### Exercise details
Repeat the listing below in full, exactly as it stands.

### The data
=======

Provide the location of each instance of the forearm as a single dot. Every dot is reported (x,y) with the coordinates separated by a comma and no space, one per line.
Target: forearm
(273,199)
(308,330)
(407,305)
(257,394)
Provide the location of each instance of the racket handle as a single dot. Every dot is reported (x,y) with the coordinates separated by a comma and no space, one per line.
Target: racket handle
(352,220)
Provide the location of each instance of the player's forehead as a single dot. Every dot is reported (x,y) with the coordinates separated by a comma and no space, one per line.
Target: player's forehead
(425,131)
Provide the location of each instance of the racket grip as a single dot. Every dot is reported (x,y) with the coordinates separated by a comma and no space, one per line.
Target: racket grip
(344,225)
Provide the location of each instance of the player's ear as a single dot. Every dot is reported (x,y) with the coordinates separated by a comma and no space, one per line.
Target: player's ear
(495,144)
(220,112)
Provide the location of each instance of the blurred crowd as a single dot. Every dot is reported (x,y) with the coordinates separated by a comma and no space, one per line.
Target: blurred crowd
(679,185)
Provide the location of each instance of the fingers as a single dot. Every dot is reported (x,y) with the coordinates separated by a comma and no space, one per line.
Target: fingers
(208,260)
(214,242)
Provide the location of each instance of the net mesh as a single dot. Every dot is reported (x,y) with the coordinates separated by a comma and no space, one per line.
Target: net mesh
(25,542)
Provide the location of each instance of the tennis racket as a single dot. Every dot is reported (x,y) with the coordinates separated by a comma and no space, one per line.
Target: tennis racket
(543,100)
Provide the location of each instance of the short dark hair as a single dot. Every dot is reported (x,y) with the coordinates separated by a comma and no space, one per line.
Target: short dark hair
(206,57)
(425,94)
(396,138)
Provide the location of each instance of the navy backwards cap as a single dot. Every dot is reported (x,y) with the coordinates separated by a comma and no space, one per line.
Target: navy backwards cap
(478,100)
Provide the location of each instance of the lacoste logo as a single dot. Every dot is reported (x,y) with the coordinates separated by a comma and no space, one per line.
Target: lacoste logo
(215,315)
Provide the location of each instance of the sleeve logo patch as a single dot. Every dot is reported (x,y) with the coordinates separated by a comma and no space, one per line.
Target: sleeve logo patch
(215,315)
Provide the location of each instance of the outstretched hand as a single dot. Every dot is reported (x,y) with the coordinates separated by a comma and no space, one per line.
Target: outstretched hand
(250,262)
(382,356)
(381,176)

=======

### Response area
Provide the location of each instance of the forearm as a single dot. Every dot is reported (x,y) with the coordinates separated by a comma and no space, one per line.
Target: forearm
(273,199)
(308,330)
(407,305)
(257,394)
Provide the location of each instance of the racket handle as a single dot. Every dot is reported (x,y) with the coordinates separated by a comma and no space, one per line.
Target: racket handle
(352,220)
Provide the location of each instance of the player's forehead as a single dot. Every dot is reported (x,y) with the coordinates separated by a comma and no space, one per line.
Target: player's forehead
(425,131)
Provide the location of each instance of the racket grip as a single dot. Every dot is reported (x,y) with the coordinates separated by a comma and no space, one per line.
Target: racket grip
(344,225)
Provide the location of each instance of the player's ear as a single dot. Every dot is reported (x,y) with the coordinates separated by a comma and no space, one per line.
Target: player's ear
(495,144)
(220,112)
Provide the location of each instance of the blurred crowd as a single dot. Every dot is reported (x,y) with the coordinates separated by a comma and no space, one per line.
Target: blurred crowd
(679,185)
Provide the location of each instance of the fingers as a single dot. Every dot is reported (x,y) with the coordinates separated by a comma and no space, one per line.
Target: fingers
(208,260)
(214,242)
Provide the location of each instance of the net mesh as a single dot. Every dot is reported (x,y) with the coordinates separated by a comma and no space, one per line.
Target: net mesh
(25,542)
Provide the location of each instance of the tennis racket as a single dot. Every dot is reported (x,y) with the coordinates separated by a comma and no space, one per line.
Target: tennis racket
(543,100)
Provide the location of each instance of the short dark hair as a single dot. Every dot is reported (x,y) with the coordinates separated by a comma and no space, one per line.
Target: short dark hair
(206,57)
(425,94)
(396,138)
Provide the location of each instance of the navy backwards cap as a single dot. Every dot is reported (x,y) with the coordinates separated by a comma and no space, one per line.
Target: navy backwards cap
(478,100)
Provide the location of each instance of the lacoste logo as a single dot. Every dot is reported (x,y) with the coordinates separated by a comma and no space, one per line.
Target: lacoste logo
(215,315)
Provide the location of each instance of the sleeve logo patch as a single dot. Every dot is reported (x,y) with the coordinates separated by a comma and no space, one per line.
Target: sleeve logo patch
(215,315)
Provide the location of each instance of the outstretched hand as a single dot. Every dot is reported (x,y) with the coordinates separated by a comma and no space, one per line.
Target: outstretched hand
(250,262)
(382,356)
(381,176)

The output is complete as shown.